**Source text:**
★ ★ ★

Course syllabus
Molekylära drivkrafter 1: Termodynamik
Molecular Driving Forces 1: Thermodynamics
KFKA05, 7,5 credits, G1 (First Cycle)
Valid for: 2016/17
Decided by: Education Board C
Date of Decision: 2016-04-12
General Information
Main field: Technology.
Compulsory for: B2, K2
Elective for: Pi4
Language of instruction: The course will be given in Swedish
Aim
To introduce both classical and statistical thermodynamics and
to give an understanding of the thermodynamic concepts and theories
on the basis of molecular properties.
Learning outcomes
Knowledge and understanding
For a passing grade the student must
- Be able to describe and explain central thermodynamic
quantities such as entropy, temperature, heat and energy from
molecular properties.
- Be able to formulate and explain the first and second laws of
thermodynamics.
- Be able to explain the statistical basis of the Boltzmann
distribution law.
- Be able to define and explain the definitions of free energy
and chemical potential and their relation to equilibrium.
- Know the thermodynamics of simple mixtures and be able to
predict different colligative properties from the knowledge of the
composition of the studied system.
Competences and skills
For a passing grade the student must
- Be able to calculate pressure, volume and temperature in ideal
gases.
- Be able to calculate energy and entropy changes for changes of
state.
- Predict properties of phase equilibria for one and two
component systems, such as the temperature and pressure dependence
of vapour pressure and boling point.
- Predict relations between equilibrium constant, concentations,
pressure and temperature in chemical equilibria, both practically
and theoretically.
- Calculate partition equilibria with the help of the Boltzmann
distribution law.
- Be able to calculate macroscopic properties, such as the
internal energy and entropy, of an ideal diatomic gas.
- Be able to use a pocket calculator or computer to solve
numerical problems, such as derivation, integration, determination
of implicit variables and least square fits of experimental data to
a polynom function.
- Be able to write simple, but complete, reports of laboratory
experiments including numerical data treatment with confidence
interval estimation and error propagation.
Judgement and approach
For a passing grade the student must
- Be able to discuss everyday phenomena, such as heat flow,
expansion of gases and super-cooling, on the basis of sound
statistical-thermodynamical reasoning.
- Be able to judge the validity of the fundamental thermodynamic
models presented, such as ideal gases and ideal solutions.
- Be able to judge information in the surrounding world (for
example in media) on the basis of thermodynamical reasoning.

★ ★ ★

**Supplied data:**
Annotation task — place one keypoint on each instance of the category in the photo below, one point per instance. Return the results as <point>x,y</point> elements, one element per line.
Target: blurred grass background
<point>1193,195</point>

★ ★ ★

**Problem details:** In the syllabus, shorten the paragraph beginning "To introduce both classical" to a single brief sentence that keeps its main facts.

**Output:** The course introduces classical and statistical thermodynamics and explains thermodynamic concepts and theories through molecular properties.